**Provided text**
Personal information
- Born: Robert Maillet October 26, 1969 (age 56) Georgetown, Ontario, Canada
- Spouse: Laura Eaton ​(m. 1997)​
- Children: 1

Professional wrestling career
- Ring name(s): Acadian Giant Giant Kurgan Goliath El Gigante Goliath The Kurrgan Goliath Kurrgan The Interrogator Kurgan Kurrgan Kurrgan The Interrogator
- Billed height: 7 ft 0 in (213 cm)
- Billed weight: 350 lb (159 kg)
- Billed from: South Africa (as The Interrogator)
- Trained by: Stephen Petitpas Paul Peller Bret Hart Leo Burke
- Debut: 1989
- Retired: 2011

= Robert Maillet =

Canadian professional wrestler and actor (born 1969)

Robert Maillet (born October 26, 1969) is a Canadian actor and retired professional wrestler. He is known for his time in the World Wrestling Federation (WWF) from 1997 to 1999, where he performed under the ring name Kurrgan and was a member of The Truth Commission and The Oddities. He is also known for his roles in films such as 300 (2006), Sherlock Holmes (2009), Immortals (2011), Pacific Rim (2013), Brick Mansions (2014), Hercules (2014), and Deadpool 2 (2018).

==Early life==
Maillet was born in Georgetown, Ontario, northwest of Toronto. Less than a year later, his family moved to Ste-Marie-de-Kent, New Brunswick, a French-Acadian village where he grew up.

==Professional wrestling career==
=== Early career (1989–1997) ===
He began wrestling as the Acadian Giant in the early 90s. Maillet made an initial appearance in the WWF on November 11, 1991, when he wrestled as The Cajun Giant, defeating Bob Bradley in a dark match at a television taping in Utica, NY. He worked for Super World of Sports as Giant Goliath in 1991. He also spent some time working for the Japanese W*ING promotion as Goliath El Gigante.

=== World Wrestling Federation (1997–1999) ===
He was signed to the WWF in 1997, alongside The Jackyl, as a member of The Truth Commission. The group was sent to the United States Wrestling Association (USWA) before being called up to the main WWF roster in June of that year, where Maillet's ring name evolved into The Interrogator and later to Kurrgan (whose name was inspired by The Kurgan in November 1997, and was occasionally referred to as Kurrgan the Interrogator on television). Under the tutelage of The Jackyl, a charismatic cult leader, Kurrgan was a heel known for applying the Iron Claw to his opponents and not breaking the hold until The Jackyl slapped him across the face.

**Challenges**
**1)** In the Robert Maillet article, where did his family move less than a year after he was born?
**2)** List every row that contains the word "building".
The Robert Maillet article has no connection to the rows that come after it.

**Dataset extract**

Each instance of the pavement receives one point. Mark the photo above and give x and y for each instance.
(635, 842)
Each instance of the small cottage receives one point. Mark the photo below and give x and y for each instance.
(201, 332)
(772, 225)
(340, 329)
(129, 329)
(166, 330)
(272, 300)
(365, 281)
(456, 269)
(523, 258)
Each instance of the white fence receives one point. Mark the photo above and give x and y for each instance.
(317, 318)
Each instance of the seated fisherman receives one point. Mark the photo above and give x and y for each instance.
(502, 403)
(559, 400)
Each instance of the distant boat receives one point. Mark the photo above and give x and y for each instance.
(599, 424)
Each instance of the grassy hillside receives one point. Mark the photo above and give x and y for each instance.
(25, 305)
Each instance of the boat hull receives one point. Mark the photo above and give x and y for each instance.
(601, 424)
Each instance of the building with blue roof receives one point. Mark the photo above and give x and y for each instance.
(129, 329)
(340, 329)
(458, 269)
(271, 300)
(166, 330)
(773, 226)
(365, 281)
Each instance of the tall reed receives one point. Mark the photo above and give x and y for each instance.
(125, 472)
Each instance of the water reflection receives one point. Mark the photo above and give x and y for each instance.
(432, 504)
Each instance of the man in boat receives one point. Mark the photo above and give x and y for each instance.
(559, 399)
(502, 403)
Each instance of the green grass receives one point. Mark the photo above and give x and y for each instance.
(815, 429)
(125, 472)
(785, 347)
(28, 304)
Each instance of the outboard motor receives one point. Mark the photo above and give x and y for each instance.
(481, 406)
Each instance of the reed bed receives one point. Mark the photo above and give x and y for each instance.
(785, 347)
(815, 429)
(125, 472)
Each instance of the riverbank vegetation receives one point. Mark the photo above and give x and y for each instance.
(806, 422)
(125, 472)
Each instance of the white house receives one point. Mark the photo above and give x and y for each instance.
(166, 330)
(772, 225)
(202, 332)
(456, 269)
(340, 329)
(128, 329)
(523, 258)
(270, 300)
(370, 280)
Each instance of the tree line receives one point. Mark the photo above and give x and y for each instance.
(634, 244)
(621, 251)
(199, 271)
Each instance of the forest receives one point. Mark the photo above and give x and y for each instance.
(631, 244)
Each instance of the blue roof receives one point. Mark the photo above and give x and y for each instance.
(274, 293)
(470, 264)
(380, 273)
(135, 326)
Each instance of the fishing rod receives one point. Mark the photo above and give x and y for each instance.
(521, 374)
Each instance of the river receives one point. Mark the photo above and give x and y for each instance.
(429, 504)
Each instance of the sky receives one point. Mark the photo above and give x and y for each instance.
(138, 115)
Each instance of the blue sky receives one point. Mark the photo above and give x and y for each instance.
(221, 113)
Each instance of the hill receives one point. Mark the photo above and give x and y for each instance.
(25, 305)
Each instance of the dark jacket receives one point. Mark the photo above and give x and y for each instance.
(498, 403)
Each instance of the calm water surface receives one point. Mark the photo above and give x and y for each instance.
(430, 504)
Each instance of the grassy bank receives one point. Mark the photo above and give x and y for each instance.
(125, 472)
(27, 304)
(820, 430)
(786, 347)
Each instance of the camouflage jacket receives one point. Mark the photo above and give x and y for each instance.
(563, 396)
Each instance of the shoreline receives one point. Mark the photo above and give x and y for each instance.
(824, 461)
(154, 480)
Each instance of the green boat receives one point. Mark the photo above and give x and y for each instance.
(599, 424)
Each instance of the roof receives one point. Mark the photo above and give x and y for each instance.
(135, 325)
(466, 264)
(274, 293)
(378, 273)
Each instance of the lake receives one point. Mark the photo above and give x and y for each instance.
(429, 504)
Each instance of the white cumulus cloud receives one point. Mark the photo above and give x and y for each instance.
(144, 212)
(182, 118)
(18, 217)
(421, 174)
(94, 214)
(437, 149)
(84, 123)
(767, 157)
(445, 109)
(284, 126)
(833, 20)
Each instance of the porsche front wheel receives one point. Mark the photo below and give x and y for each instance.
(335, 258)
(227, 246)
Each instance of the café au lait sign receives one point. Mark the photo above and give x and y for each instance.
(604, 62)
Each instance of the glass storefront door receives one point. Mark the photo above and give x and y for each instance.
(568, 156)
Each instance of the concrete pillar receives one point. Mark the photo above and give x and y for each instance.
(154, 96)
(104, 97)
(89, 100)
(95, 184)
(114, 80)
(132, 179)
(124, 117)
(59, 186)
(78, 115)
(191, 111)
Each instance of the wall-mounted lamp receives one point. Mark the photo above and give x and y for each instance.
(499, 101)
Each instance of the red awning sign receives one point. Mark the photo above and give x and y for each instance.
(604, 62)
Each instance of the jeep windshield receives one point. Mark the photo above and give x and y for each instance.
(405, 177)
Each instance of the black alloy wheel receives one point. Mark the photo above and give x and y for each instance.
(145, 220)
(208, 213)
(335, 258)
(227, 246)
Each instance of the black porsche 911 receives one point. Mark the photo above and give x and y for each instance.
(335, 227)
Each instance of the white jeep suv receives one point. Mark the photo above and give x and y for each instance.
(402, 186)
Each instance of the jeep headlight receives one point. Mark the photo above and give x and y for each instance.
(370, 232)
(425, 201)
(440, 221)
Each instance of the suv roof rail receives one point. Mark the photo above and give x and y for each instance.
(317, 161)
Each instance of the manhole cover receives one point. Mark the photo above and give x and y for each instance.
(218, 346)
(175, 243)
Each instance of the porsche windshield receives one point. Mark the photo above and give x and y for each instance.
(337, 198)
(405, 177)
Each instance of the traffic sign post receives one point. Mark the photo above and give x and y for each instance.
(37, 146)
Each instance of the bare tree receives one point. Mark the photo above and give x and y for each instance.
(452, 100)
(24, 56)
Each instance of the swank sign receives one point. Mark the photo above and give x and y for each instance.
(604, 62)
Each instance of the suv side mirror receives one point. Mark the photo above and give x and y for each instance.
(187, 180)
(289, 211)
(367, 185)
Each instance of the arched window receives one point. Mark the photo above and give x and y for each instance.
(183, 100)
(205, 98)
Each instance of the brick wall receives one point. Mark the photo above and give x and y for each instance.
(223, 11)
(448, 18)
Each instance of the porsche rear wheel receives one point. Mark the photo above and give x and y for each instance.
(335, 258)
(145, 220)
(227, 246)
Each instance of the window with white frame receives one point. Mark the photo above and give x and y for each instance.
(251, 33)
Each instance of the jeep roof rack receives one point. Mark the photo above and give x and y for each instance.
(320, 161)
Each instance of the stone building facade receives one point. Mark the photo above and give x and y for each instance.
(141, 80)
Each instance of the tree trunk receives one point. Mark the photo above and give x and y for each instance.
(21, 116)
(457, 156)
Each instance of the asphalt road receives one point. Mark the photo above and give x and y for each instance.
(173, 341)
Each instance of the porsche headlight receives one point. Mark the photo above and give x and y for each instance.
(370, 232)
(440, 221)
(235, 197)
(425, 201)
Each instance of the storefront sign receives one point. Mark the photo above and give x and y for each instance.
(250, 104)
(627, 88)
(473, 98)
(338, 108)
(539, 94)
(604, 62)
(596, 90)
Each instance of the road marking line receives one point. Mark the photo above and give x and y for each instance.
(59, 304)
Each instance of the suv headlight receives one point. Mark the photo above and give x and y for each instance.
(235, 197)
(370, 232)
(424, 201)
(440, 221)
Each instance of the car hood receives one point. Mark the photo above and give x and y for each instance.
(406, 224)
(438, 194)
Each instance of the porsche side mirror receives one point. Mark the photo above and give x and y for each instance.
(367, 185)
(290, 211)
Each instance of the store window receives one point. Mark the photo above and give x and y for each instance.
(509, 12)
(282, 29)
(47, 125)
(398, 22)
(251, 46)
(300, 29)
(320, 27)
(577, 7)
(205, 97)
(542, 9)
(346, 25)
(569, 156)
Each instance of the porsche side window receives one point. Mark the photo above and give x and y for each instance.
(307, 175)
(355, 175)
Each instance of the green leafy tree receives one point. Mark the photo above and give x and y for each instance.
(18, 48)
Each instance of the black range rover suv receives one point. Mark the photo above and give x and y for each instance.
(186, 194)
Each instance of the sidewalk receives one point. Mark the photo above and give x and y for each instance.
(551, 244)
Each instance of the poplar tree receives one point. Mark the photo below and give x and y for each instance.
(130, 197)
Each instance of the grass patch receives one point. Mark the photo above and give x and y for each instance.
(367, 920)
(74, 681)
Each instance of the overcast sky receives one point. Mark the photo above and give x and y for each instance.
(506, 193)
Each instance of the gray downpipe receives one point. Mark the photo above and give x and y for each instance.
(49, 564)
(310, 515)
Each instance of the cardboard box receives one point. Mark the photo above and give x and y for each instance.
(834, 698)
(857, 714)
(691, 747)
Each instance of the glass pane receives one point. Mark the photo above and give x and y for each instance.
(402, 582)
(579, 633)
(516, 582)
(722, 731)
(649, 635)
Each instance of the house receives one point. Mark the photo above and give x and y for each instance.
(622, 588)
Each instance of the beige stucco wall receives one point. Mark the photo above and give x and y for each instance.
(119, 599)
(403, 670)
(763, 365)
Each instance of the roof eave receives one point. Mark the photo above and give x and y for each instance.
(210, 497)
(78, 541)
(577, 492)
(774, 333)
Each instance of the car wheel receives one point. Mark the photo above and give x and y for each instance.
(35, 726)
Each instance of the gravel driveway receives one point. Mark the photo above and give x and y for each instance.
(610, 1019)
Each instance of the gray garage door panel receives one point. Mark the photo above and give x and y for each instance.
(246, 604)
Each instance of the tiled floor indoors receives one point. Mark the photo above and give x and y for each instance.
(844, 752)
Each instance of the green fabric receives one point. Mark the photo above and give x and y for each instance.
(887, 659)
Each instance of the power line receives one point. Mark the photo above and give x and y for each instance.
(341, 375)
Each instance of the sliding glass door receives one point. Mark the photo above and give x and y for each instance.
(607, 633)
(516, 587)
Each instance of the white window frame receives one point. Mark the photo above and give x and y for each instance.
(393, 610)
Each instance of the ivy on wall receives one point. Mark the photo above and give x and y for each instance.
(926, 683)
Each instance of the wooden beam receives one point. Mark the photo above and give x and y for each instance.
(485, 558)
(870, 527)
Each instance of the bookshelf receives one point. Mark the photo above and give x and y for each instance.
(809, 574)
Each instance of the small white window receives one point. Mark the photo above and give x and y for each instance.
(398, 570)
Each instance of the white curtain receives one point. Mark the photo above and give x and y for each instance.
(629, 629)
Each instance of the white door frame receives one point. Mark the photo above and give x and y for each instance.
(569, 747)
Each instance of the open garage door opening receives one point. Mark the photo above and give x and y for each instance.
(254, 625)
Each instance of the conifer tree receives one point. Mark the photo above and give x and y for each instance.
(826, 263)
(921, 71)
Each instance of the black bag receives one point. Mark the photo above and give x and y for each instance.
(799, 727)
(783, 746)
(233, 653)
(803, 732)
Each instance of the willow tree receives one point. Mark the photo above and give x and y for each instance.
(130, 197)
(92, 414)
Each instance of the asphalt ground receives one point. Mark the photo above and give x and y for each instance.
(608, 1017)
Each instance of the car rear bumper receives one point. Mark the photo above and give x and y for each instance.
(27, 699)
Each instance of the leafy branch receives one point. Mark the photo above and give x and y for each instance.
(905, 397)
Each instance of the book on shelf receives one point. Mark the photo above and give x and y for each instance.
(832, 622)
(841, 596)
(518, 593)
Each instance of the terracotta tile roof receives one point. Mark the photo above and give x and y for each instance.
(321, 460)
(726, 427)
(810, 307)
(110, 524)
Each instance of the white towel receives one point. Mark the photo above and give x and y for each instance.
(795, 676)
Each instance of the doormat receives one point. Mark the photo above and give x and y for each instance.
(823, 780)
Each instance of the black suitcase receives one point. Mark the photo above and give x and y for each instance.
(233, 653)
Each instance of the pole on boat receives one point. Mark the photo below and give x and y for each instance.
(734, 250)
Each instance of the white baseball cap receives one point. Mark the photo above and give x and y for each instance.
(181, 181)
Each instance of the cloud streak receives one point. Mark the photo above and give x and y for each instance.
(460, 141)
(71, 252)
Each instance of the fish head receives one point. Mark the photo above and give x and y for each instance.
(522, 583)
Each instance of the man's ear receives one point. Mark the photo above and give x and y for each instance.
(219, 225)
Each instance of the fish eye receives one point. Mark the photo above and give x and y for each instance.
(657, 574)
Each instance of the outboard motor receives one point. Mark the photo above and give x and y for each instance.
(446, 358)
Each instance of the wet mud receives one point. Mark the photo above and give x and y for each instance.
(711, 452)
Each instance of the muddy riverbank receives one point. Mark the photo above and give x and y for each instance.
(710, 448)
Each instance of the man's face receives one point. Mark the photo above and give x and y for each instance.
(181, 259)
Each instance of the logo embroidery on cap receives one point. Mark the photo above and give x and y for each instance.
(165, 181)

**List of solutions**
**1)** Ste-Marie-de-Kent, New Brunswick, a French-Acadian village.

**2)**
Each instance of the building with blue roof receives one point. Mark the photo above and give x and y for each instance.
Each instance of the stone building facade receives one point. Mark the photo above and give x and y for each instance.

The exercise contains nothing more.